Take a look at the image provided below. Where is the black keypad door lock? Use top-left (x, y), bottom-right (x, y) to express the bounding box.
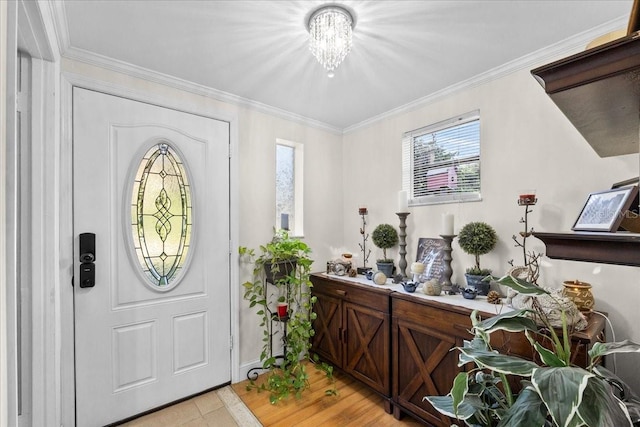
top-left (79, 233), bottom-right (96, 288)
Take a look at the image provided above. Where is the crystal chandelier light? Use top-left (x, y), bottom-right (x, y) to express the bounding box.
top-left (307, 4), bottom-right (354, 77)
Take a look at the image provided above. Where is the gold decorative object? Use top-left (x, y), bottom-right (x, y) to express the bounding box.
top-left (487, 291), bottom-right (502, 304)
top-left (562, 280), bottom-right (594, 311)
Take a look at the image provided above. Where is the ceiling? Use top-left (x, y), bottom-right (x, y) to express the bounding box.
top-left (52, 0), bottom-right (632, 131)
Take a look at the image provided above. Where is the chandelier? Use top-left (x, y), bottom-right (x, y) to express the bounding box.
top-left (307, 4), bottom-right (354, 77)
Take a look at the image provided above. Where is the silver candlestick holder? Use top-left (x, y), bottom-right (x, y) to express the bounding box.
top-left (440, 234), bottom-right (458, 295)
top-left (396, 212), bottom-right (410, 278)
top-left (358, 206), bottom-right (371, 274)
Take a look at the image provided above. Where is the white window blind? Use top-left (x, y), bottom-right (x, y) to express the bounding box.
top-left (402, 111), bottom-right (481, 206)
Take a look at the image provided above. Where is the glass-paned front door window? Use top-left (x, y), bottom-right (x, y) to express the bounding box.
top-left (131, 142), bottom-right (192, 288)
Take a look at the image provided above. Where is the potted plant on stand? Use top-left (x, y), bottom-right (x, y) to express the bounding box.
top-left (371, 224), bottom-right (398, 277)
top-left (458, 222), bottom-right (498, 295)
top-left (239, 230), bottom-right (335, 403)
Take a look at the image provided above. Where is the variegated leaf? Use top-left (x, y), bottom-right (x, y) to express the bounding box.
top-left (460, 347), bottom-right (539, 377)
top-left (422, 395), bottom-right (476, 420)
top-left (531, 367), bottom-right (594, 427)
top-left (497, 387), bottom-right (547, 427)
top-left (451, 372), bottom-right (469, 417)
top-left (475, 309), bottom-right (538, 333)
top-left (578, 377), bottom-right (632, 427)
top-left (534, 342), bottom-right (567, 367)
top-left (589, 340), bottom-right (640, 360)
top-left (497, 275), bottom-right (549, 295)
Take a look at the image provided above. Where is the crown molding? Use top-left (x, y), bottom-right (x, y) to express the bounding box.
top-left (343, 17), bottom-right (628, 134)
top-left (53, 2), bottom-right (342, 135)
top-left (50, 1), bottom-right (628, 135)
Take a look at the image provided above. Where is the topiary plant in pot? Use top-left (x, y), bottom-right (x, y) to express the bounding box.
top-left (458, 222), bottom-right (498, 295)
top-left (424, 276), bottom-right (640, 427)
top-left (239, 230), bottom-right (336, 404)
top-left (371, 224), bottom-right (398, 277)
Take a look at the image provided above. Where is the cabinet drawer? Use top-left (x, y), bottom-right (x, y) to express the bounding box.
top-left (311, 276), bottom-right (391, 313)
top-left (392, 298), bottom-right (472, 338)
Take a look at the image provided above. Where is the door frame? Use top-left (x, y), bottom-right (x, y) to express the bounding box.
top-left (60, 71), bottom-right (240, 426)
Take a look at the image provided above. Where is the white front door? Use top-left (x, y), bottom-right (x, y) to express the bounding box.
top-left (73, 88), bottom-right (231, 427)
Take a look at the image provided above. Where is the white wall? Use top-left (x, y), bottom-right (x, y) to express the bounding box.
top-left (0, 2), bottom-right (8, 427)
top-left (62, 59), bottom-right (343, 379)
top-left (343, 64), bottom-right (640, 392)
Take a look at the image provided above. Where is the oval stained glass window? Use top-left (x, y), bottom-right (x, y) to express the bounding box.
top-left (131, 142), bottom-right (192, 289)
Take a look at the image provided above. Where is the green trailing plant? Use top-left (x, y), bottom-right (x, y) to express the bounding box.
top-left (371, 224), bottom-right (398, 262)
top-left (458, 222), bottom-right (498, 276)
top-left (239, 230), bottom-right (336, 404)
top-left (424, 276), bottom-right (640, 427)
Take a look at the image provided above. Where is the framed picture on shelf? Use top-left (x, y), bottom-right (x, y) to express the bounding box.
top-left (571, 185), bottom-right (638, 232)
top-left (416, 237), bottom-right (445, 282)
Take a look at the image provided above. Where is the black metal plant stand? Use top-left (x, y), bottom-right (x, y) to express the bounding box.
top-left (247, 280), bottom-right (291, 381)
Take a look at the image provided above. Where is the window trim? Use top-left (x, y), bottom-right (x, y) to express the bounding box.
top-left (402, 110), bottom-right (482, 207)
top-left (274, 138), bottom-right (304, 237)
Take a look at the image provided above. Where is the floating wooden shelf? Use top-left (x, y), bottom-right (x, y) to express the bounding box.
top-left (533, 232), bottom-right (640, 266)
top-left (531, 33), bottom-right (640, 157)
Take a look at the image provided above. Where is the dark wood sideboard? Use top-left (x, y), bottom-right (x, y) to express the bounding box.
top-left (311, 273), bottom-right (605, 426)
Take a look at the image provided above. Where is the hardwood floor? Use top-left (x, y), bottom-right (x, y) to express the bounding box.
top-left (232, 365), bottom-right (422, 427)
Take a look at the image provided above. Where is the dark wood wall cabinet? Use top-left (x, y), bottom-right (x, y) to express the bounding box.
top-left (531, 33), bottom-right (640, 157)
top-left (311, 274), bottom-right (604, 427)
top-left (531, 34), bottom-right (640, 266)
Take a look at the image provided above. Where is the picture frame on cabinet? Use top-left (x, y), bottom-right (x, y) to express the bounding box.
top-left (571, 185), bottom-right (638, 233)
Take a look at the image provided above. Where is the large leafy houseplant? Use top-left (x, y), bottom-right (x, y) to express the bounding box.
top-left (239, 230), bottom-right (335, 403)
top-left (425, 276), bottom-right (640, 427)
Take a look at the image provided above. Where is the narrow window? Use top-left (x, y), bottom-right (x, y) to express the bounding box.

* * * * * * * * *

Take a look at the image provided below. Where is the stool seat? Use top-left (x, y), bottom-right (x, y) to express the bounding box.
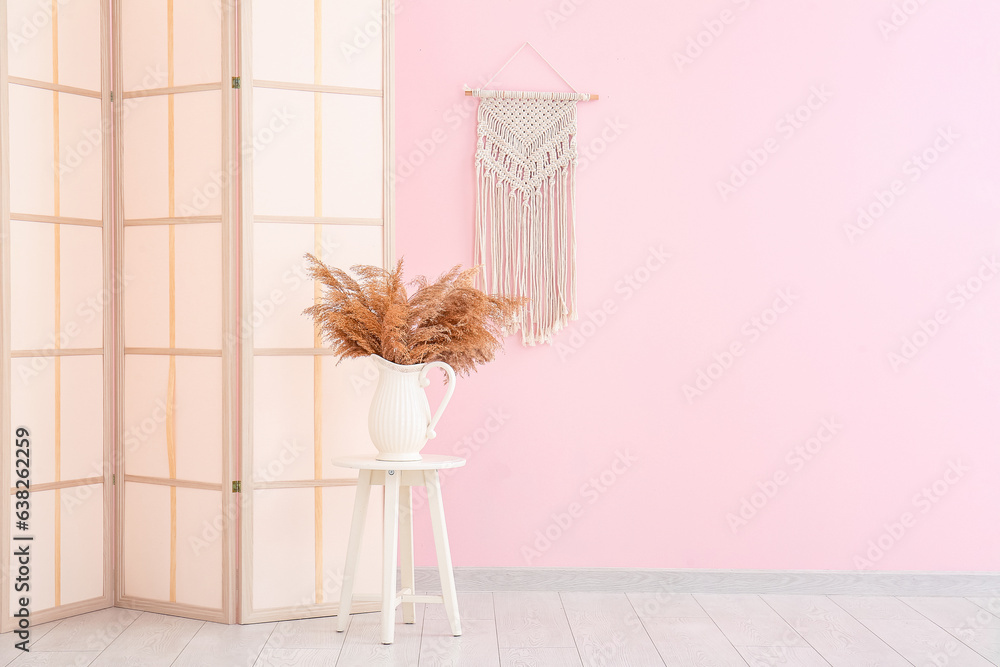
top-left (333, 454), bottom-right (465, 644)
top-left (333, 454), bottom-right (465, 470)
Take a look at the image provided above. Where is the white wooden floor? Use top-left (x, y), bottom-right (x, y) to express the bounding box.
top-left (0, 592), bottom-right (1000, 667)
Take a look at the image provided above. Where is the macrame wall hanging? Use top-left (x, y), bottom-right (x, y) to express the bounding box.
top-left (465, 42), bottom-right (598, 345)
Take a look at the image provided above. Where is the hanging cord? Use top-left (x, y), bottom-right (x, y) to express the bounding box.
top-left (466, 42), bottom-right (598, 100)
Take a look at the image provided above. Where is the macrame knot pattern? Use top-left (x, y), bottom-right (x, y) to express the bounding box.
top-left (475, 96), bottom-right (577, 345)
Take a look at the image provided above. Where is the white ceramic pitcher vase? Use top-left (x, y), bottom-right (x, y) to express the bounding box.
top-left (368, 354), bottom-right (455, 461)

* * * * * * * * *

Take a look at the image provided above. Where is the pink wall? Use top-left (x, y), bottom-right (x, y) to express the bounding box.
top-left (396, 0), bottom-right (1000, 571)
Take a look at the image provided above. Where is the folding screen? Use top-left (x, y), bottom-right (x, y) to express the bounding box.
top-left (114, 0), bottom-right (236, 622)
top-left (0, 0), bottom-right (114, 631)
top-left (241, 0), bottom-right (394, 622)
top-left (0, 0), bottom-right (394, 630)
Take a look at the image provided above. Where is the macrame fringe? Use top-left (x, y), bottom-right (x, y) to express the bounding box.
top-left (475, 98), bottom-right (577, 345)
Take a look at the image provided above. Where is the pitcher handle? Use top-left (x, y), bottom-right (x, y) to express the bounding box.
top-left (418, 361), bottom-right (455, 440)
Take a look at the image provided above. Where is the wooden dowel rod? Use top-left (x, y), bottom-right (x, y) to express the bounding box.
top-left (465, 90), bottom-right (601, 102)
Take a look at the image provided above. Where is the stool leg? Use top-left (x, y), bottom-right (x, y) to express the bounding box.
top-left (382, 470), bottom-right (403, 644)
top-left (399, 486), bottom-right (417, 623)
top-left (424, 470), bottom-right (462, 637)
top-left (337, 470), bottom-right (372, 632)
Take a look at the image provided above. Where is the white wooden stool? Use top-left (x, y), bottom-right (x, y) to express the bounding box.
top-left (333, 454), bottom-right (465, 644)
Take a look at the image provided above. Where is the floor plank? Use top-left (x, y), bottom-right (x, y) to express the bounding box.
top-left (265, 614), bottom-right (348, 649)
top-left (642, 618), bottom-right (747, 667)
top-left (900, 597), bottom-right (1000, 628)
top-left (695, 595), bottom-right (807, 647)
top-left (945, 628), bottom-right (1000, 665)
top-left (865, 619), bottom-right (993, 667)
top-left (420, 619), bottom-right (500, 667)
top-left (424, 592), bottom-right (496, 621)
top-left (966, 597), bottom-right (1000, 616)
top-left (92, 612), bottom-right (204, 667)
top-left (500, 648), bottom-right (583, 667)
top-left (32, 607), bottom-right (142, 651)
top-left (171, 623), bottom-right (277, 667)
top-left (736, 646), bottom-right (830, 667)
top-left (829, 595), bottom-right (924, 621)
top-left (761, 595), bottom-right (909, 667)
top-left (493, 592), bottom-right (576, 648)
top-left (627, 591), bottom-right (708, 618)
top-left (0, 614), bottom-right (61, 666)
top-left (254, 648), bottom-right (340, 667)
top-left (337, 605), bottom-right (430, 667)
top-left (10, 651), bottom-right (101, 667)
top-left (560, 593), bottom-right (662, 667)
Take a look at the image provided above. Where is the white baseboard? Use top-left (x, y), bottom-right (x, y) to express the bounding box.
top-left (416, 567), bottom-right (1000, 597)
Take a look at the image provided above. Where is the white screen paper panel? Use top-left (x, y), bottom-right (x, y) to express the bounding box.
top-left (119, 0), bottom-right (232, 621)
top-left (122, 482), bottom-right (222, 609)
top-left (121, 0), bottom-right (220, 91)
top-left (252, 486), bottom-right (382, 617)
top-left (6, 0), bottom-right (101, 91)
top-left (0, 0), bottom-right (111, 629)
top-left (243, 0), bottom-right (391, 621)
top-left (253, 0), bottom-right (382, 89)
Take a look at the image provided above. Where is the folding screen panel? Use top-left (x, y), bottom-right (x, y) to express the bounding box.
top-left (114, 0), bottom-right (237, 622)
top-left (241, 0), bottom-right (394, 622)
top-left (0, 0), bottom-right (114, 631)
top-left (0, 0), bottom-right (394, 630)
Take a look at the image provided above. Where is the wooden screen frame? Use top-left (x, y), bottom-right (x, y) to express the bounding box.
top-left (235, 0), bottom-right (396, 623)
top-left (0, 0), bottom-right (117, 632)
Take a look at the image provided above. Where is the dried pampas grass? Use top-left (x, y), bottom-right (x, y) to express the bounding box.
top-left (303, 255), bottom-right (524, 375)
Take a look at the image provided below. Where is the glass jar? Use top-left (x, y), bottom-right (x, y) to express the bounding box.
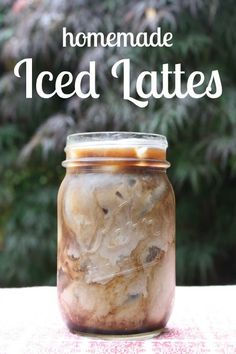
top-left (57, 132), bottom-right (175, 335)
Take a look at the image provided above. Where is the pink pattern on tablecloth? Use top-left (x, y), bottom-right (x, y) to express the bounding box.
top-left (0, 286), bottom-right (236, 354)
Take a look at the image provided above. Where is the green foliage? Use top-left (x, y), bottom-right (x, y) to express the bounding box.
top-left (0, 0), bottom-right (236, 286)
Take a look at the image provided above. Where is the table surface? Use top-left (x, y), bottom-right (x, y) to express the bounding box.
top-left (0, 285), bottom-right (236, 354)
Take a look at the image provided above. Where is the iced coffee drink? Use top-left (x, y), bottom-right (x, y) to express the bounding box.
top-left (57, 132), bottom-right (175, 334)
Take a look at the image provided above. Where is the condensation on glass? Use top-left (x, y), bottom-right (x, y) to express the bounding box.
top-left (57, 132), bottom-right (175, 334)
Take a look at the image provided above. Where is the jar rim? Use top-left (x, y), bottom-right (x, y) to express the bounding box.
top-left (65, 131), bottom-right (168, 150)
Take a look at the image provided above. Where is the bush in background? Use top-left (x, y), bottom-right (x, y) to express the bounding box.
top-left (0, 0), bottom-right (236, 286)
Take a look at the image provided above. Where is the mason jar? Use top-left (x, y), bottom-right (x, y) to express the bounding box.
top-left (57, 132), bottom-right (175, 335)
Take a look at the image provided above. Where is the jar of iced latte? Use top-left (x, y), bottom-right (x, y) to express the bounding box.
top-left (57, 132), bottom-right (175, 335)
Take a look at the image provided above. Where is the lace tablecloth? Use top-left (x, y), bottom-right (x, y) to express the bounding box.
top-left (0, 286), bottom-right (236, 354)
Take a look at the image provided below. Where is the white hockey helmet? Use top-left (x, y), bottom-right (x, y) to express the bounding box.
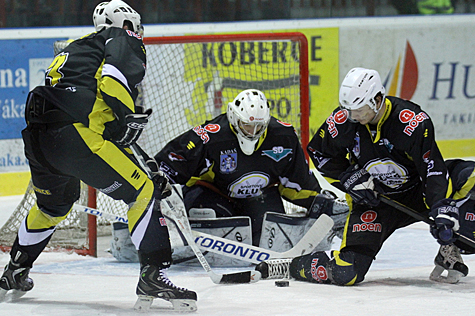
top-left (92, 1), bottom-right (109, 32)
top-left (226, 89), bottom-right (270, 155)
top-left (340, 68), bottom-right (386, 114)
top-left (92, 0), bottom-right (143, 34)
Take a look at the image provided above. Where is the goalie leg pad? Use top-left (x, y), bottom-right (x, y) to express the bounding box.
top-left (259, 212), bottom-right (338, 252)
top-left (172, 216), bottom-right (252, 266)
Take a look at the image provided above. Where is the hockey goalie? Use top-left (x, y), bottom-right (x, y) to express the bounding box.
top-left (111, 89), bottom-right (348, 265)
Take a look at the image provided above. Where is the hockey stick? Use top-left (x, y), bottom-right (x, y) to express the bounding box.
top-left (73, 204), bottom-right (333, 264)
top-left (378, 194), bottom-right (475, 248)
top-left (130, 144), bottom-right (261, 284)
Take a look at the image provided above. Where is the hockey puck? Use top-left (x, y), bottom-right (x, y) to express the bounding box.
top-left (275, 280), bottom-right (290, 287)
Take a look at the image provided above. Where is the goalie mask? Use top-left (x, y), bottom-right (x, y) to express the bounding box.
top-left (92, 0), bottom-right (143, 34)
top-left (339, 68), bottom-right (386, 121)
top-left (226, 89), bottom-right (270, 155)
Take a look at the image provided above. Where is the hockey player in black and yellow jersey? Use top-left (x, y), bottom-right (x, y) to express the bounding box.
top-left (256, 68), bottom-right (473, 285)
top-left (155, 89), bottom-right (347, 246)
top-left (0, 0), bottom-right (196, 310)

* * * * * * * * *

* [EXERCISE DETAILS] Please duplicate the part of the records that opens with the line containing "is the large" and closes with the line containing "is the narrow", both of those lines included.

* [TASK RESULT]
Take a look at the image provided above. Where is the large leafy houseplant? Use top-left (x, y), bottom-right (x, y) to express the bounding box.
top-left (239, 230), bottom-right (335, 403)
top-left (425, 276), bottom-right (640, 427)
Take a look at the image provided above. Where is the narrow window? Use top-left (x, y), bottom-right (x, y) to express the bounding box.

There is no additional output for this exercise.